## TASK DIRECTIONS
List, copied in full, each line of the entries below that contains the string "handle". Treat the match as case-sensitive.

═════ LISTED ENTRIES ═════

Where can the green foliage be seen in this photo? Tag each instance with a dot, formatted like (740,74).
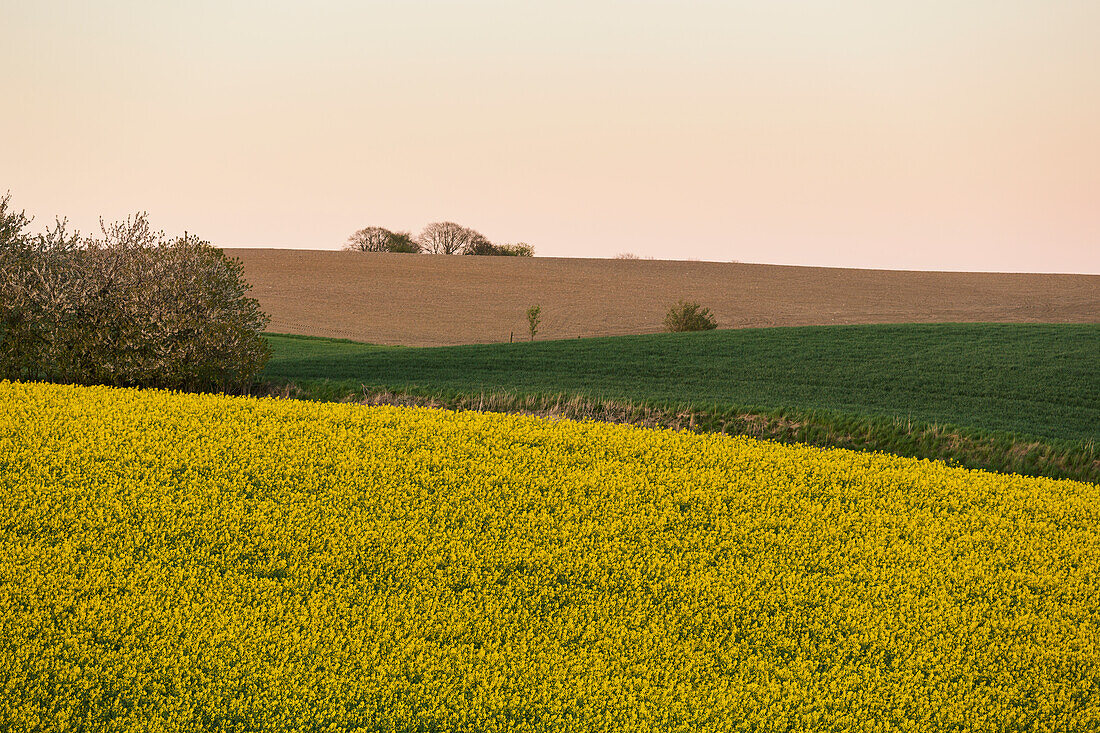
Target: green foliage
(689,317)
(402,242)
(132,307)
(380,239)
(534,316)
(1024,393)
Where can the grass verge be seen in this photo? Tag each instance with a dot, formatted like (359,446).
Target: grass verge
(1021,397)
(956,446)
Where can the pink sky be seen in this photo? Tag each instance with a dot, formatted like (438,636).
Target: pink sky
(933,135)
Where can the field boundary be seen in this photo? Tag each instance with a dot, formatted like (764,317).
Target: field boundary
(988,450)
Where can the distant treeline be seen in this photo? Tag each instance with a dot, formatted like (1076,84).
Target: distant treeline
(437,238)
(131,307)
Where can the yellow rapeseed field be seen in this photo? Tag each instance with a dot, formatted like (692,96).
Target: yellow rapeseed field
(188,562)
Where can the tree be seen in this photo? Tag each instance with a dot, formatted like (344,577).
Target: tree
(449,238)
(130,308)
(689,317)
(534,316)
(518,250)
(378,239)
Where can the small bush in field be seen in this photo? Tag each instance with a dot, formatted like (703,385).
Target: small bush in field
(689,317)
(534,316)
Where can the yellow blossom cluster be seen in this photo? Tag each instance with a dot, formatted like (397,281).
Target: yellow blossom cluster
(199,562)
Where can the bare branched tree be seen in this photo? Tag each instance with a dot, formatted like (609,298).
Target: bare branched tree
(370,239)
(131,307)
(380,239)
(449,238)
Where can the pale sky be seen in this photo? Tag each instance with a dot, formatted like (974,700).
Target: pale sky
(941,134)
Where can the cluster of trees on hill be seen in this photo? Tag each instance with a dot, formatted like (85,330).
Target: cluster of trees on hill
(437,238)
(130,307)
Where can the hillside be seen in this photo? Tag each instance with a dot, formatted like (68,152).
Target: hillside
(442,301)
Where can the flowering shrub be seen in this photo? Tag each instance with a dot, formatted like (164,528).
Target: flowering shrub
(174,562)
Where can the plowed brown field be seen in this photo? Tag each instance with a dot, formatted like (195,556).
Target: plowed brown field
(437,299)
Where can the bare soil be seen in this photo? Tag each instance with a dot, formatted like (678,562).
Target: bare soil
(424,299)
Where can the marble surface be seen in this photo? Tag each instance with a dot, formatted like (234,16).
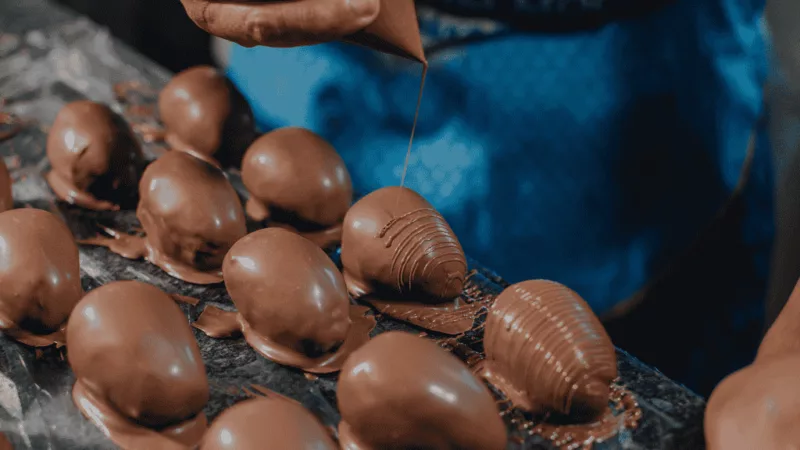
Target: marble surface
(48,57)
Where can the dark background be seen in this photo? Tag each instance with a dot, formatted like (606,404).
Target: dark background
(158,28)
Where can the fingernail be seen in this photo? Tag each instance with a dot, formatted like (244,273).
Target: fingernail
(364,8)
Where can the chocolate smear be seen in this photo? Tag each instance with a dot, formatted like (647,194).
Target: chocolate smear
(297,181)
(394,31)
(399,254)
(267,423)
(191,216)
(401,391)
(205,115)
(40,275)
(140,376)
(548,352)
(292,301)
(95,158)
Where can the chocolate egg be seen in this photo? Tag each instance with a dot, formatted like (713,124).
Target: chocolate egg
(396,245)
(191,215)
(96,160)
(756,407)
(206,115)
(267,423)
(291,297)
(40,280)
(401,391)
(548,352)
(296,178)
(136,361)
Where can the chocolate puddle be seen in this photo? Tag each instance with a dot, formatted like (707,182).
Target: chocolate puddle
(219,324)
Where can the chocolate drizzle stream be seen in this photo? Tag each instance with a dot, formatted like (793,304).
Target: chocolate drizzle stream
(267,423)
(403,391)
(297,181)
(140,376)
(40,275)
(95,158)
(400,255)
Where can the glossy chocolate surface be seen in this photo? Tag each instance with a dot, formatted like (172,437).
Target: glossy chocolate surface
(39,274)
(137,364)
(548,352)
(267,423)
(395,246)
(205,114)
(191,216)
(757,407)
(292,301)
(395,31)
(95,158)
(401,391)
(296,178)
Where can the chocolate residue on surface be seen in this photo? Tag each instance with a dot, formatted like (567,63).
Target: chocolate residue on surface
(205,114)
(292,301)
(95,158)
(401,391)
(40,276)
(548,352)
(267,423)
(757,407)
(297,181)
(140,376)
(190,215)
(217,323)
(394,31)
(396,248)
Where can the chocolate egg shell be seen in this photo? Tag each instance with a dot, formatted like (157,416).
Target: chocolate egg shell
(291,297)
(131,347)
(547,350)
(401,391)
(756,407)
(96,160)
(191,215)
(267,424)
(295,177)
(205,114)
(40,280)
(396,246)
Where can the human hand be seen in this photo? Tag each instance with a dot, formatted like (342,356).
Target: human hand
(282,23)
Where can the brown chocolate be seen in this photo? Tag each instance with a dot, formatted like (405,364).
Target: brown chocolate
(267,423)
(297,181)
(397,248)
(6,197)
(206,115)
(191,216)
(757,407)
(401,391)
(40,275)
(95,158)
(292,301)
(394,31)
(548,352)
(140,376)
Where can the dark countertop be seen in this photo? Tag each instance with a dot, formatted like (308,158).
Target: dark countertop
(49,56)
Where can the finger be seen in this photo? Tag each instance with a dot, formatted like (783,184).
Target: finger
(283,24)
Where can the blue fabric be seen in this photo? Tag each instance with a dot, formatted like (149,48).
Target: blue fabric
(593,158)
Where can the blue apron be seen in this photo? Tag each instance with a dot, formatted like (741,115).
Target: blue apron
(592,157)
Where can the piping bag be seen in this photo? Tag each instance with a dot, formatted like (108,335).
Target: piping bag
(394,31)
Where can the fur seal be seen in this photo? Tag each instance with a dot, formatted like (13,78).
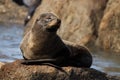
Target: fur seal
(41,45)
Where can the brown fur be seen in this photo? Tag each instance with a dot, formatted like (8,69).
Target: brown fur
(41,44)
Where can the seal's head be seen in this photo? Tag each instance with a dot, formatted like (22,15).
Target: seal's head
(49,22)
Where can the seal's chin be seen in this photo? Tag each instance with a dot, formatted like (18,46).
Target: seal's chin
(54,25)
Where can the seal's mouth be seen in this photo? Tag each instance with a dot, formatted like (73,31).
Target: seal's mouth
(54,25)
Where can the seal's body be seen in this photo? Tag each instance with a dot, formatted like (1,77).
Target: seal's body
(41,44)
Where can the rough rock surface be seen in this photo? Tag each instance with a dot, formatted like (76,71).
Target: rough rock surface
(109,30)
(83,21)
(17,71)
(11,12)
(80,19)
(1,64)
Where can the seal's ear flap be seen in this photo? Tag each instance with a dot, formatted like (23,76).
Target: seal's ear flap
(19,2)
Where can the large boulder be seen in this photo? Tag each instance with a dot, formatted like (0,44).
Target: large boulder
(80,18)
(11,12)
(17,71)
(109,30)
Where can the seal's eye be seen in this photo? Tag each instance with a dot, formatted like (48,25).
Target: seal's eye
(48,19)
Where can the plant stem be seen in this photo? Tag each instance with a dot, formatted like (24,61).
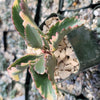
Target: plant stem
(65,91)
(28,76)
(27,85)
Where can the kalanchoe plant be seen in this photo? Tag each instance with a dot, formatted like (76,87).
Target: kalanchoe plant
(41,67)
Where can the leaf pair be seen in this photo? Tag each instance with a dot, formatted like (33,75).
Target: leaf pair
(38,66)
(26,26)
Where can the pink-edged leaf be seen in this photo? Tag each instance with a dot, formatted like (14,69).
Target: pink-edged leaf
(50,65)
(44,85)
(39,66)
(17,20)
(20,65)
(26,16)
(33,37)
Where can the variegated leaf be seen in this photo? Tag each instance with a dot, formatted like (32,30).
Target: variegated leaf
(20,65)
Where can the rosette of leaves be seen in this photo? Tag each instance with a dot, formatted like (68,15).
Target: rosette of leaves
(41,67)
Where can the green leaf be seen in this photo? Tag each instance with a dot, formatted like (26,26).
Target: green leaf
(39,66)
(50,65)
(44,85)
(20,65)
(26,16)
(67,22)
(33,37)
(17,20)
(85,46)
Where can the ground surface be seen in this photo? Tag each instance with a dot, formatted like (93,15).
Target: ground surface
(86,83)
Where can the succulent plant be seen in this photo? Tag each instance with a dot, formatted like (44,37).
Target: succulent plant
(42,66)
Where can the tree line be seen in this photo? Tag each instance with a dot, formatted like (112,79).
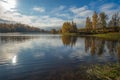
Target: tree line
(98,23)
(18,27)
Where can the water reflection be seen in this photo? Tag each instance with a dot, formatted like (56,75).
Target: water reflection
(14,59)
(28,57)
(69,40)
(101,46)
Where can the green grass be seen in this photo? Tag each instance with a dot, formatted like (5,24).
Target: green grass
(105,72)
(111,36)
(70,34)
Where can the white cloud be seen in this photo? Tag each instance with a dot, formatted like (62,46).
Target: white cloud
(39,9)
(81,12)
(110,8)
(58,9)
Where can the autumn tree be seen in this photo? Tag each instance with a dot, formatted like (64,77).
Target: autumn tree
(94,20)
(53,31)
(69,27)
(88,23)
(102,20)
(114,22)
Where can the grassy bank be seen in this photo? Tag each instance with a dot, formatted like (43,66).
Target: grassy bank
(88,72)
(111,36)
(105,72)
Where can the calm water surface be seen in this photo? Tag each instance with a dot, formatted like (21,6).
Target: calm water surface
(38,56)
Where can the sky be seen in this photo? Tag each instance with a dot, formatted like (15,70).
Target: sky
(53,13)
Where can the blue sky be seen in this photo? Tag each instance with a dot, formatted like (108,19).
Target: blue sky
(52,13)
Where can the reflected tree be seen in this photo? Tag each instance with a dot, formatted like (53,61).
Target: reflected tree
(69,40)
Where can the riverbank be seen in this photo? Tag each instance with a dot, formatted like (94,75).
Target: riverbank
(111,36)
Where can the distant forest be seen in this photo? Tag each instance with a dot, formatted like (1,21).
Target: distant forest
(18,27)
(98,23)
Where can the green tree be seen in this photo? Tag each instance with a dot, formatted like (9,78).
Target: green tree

═════
═════ LISTED ENTRIES ═════

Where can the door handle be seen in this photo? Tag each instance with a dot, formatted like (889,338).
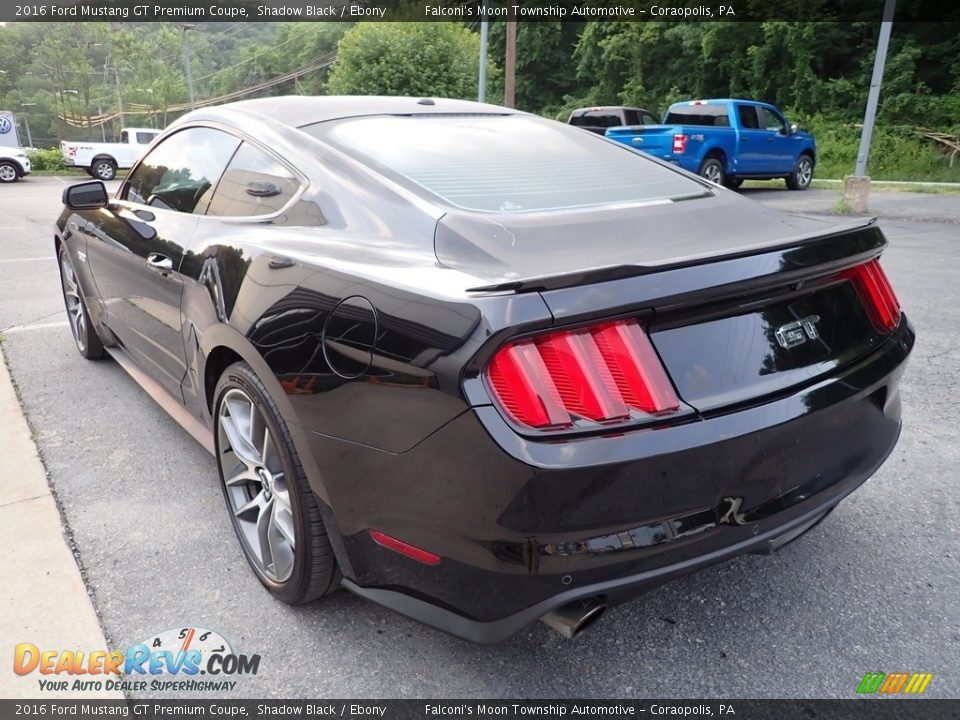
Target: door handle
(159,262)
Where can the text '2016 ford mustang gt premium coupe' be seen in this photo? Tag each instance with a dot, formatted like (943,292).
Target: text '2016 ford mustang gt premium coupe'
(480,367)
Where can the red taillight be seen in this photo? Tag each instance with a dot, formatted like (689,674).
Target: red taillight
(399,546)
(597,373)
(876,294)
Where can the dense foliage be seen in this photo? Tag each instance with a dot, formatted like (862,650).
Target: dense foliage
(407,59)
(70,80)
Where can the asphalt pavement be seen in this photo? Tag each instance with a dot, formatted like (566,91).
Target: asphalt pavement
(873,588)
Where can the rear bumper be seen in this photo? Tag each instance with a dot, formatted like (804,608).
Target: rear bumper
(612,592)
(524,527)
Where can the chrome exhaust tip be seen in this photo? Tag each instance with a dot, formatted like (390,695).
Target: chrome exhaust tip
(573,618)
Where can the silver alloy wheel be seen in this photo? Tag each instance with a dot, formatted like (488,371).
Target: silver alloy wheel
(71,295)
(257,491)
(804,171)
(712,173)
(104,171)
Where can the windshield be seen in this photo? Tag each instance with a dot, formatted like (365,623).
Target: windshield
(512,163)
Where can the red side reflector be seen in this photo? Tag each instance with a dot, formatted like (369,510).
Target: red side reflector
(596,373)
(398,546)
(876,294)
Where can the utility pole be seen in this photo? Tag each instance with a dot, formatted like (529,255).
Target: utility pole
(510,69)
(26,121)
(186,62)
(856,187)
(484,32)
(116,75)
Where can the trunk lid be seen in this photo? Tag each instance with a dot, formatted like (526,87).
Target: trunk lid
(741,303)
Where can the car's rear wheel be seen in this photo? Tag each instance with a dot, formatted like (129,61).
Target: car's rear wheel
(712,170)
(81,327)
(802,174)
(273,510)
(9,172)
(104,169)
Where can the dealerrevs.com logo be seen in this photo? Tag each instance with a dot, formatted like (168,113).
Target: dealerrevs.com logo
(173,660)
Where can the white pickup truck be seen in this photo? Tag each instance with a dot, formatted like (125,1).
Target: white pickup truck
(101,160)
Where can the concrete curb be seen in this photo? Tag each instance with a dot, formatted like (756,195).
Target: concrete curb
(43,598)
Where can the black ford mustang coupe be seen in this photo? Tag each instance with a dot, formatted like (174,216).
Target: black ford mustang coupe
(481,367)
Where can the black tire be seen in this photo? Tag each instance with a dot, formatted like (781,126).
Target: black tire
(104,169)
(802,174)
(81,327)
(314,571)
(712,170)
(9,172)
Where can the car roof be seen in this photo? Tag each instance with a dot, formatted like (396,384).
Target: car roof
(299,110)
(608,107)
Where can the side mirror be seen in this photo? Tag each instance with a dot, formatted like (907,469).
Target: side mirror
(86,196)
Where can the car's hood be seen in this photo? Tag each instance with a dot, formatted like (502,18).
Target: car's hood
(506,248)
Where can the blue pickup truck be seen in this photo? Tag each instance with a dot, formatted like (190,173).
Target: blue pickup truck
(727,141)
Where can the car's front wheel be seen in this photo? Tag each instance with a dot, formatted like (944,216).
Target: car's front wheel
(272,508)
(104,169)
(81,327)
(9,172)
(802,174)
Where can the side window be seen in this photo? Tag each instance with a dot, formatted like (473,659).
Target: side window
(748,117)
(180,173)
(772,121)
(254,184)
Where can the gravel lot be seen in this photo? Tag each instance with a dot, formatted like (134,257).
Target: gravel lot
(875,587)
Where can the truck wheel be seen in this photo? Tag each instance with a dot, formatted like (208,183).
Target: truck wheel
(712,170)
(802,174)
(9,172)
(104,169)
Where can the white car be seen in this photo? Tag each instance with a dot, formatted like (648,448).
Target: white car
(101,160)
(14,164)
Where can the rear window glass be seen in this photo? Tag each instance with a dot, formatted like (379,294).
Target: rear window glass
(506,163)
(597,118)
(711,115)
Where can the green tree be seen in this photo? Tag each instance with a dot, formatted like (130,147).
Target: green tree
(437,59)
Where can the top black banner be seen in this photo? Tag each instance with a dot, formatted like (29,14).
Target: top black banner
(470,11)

═════

## REPLY
Where can the door handle be seen in this photo? Tag each instance with a dot, formatted like (889,338).
Target: door handle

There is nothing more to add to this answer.